LA SITUACIÓN DE LA MUJER EN LA AMÉRICA PRECOLOMBINA
En muchas de las culturas aborígenes la mujer se hallaba en una situación de inferioridad. Esto es notorio entre los mayas, donde hombres y mujeres comían separados, y si llegaban a cruzarse en su andar la mujer debía apartarse bajando la vista. Los aztecas podían arrojar de sus hogares a las mujeres de mal temperamento, haraganas o estériles; aunque las mujeres maltratadas, o no debidamente mantenidas, podían separarse de sus maridos. La mujer viuda solamente podía casarse con el hermano del difunto. Había prostitución, y dice Lehmann que frecuentemente los plebeyos cedían a los nobles sus hijas como concubinas. La poligamia era posible en la medida de la fortuna del varón. Entre los quechuas, el Inca, cuya esposa, diremos oficial, debía ser su hermana, podía tomar otras mujeres, así como disponer como mejor le pareciera de las vírgenes consagradas al Sol, que vivían en una especie de monasterio; también los nobles podían practicar la poligamia, vedada a los plebeyos. Los muiscas admitían la poligamia y había nobles que poseían un centenar de mujeres.
● ● ● ● ●
**Completa lo siguiente**
**1)** Responde, por favor, estas preguntas sobre el texto de la mujer en la América precolombina:
(a) Entre los aztecas, ¿con quién podía casarse la mujer viuda?
(b) Entre los quechuas, ¿quién debía ser la esposa oficial del Inca?
(c) Entre los muiscas, ¿cuántas mujeres llegaban a poseer algunos nobles?
**2)** Prosigue el texto sobre la mujer en la América precolombina a partir de su última oración.
● ● ● ● ●
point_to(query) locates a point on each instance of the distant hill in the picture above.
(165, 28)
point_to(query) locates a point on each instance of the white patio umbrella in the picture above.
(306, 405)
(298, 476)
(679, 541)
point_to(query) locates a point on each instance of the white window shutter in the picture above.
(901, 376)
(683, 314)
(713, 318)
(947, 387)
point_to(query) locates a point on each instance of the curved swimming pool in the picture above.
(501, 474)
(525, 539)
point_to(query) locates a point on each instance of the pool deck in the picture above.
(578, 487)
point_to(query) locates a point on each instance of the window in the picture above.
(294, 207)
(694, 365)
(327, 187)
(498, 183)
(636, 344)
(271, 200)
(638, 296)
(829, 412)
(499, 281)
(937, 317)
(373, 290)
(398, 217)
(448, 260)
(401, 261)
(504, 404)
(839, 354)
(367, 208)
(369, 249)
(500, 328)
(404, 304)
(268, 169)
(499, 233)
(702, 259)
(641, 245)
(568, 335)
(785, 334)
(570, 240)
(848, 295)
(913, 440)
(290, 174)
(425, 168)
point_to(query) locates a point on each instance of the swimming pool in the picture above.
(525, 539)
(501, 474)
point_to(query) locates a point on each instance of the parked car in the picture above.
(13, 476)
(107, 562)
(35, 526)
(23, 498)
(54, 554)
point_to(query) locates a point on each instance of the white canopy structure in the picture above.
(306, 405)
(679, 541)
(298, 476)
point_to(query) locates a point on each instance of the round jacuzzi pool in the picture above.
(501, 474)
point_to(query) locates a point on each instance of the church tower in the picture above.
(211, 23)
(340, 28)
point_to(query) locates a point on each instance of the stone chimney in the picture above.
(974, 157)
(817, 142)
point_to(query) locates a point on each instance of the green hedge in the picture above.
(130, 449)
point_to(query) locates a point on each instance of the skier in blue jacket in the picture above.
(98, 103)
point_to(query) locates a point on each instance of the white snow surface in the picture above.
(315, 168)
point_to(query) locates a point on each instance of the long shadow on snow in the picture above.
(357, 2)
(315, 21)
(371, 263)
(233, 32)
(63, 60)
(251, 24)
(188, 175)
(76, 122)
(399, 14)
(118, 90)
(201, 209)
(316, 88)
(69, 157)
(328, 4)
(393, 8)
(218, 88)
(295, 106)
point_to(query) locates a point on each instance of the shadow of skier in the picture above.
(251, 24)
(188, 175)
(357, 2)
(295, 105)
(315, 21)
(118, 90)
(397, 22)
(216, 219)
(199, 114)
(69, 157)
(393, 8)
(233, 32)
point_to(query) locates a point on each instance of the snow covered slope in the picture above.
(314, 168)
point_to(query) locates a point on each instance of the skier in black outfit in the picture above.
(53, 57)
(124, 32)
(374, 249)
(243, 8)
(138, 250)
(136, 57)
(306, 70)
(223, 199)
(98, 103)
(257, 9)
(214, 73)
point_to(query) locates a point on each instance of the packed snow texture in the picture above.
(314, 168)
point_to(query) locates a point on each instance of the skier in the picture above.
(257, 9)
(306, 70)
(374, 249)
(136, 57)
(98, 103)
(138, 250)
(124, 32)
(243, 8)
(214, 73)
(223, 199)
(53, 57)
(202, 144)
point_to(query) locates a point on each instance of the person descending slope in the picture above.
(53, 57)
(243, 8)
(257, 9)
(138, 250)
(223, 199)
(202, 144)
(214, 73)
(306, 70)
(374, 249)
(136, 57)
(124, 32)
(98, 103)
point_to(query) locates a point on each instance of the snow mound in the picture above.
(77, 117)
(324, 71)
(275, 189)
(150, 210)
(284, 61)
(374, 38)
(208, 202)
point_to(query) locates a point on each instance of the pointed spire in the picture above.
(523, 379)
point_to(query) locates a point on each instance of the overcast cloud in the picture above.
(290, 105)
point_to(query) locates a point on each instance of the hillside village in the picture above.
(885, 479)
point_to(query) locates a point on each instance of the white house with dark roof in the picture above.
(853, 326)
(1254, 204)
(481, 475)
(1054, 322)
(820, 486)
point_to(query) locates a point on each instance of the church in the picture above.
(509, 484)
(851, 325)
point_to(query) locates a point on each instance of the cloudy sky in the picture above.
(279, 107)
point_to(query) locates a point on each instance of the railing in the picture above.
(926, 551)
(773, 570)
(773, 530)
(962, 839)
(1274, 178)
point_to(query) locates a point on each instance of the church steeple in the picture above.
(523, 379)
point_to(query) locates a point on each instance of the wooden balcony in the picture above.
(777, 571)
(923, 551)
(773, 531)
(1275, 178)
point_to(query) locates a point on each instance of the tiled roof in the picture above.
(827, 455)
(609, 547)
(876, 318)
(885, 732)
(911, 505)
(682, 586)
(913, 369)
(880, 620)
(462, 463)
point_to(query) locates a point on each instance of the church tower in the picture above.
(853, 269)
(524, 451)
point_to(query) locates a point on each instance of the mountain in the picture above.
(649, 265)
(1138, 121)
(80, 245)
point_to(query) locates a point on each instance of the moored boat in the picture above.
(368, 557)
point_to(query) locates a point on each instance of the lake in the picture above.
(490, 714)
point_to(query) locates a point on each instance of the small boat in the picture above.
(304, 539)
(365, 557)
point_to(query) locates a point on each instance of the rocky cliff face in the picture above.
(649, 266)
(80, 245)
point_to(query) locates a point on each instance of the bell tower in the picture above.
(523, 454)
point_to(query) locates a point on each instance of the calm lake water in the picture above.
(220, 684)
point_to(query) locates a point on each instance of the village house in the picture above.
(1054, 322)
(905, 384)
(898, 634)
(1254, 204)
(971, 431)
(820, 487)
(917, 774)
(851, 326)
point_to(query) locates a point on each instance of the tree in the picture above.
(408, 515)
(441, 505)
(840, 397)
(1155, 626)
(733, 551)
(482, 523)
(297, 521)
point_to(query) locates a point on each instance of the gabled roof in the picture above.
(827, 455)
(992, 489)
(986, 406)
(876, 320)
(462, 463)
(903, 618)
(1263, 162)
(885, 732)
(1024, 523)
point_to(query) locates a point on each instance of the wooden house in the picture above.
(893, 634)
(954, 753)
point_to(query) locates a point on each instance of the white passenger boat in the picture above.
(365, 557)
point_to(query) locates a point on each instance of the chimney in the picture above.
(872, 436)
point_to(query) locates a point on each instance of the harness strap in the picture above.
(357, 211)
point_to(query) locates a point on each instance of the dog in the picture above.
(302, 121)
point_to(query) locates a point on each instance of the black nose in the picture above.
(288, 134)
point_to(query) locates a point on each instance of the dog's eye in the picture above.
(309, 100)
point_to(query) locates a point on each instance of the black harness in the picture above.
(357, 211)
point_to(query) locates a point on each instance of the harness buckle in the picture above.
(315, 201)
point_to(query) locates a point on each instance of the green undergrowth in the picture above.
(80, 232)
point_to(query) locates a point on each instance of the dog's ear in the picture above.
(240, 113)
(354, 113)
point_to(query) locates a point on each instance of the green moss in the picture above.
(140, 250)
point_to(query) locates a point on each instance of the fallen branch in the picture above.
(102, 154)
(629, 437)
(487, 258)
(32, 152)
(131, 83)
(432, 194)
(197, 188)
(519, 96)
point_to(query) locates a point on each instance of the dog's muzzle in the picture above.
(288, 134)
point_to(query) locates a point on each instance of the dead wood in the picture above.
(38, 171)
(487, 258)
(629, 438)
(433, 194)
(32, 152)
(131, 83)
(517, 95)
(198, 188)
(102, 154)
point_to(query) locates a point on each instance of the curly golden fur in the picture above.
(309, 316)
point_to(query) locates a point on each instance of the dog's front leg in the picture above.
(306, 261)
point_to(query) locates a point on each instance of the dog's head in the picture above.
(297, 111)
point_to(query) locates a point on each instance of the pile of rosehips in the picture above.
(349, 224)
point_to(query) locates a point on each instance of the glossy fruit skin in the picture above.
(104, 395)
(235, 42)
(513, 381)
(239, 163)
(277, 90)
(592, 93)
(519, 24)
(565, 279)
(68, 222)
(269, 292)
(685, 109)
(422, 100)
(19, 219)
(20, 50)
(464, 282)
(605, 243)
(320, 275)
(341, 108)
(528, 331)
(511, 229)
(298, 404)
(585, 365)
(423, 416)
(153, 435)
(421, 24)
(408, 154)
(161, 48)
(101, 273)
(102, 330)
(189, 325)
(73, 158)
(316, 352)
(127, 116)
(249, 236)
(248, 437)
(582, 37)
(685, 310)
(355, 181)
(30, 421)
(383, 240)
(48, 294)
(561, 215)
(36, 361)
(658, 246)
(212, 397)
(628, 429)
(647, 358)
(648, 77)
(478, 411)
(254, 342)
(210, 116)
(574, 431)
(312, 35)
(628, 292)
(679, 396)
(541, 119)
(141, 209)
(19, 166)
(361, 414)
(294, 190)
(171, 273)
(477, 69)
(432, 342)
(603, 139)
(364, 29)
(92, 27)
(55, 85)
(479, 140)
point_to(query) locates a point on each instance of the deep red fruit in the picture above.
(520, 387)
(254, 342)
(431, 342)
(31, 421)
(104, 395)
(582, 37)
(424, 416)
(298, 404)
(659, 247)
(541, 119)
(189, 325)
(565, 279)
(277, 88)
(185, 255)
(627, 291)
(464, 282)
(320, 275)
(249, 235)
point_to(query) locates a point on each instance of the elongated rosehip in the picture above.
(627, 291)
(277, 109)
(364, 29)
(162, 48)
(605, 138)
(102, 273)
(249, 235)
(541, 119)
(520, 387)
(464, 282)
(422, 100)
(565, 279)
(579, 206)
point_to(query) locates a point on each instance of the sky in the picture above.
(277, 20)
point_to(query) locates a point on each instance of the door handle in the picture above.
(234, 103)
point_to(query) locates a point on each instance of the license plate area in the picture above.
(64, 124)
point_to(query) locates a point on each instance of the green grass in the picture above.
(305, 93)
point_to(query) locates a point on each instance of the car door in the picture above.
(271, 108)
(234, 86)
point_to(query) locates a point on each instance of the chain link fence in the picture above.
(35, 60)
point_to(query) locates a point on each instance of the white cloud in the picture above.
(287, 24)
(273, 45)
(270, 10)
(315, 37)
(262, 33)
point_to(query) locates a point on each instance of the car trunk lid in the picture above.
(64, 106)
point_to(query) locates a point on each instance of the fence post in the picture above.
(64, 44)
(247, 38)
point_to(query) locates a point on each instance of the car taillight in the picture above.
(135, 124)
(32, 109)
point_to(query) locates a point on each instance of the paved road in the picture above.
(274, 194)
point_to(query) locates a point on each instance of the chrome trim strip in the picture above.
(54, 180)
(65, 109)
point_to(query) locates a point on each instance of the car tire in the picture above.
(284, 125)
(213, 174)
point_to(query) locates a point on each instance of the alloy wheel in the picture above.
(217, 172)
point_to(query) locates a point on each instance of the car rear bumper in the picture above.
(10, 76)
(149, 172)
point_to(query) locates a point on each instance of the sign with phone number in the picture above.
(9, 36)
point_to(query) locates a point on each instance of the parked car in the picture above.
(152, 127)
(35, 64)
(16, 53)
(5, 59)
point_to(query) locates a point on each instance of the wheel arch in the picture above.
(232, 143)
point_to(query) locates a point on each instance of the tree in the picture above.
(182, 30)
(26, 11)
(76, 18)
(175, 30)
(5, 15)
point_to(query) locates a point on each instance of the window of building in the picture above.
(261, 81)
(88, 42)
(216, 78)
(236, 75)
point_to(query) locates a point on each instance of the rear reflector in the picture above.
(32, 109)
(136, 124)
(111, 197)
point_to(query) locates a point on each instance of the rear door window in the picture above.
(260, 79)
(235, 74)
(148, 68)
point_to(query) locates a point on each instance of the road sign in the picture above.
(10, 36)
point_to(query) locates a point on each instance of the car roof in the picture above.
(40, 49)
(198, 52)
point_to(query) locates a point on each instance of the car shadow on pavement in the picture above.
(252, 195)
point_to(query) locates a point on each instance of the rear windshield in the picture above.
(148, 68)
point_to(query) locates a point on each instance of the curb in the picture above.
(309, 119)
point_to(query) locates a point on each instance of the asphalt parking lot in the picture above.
● ● ● ● ●
**Resultados obtenidos**
**1)**
(a) Solamente con el hermano del difunto.
(b) Su hermana.
(c) Un centenar.

**2)**
Entre los mapuches (araucanos), a la muerte del hombre, la mujer pasaba al hijo mayor o pariente más cercano. Mientras el hombre se entregaba a la ociosidad, la guerra o el alcohol, la mujer era la que trabajaba todo el tiempo, incluso en el laboreo de la tierra. Ballesteros admite que la horticultura estuvo en América precolombina en manos de la mujer, a menos que los cultivos fueran intensivos. Era costumbre de los chibchas que el tributo al cacique se pagara con mujeres, que, esclavizadas, tenían hijos con aquel; esos niños se convertían en manjar de su padre en actos de canibalismo.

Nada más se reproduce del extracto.